■ **ASSIGNED TASK**: In the records below, find each line with "instance" and copy it.

■ **PROVIDED ENTRIES**:
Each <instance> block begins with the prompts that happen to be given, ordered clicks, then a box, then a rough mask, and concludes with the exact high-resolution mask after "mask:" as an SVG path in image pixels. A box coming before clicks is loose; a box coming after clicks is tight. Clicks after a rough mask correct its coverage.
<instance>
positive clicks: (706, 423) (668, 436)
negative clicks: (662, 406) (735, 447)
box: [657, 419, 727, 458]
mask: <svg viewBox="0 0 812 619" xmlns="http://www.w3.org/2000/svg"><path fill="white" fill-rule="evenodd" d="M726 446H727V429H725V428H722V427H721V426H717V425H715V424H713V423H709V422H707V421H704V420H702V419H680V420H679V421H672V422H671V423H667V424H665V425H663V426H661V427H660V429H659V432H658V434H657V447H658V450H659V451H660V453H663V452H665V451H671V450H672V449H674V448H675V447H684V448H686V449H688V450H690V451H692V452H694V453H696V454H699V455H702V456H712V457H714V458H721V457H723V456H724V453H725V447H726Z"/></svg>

■ **SOLUTION TO THE PROBLEM**:
Each <instance> block begins with the prompts that happen to be given, ordered clicks, then a box, then a rough mask, and concludes with the exact high-resolution mask after "mask:" as an SVG path in image pixels. A box coming before clicks is loose; a box coming after clicks is tight. Clicks after a rough mask correct its coverage.
<instance>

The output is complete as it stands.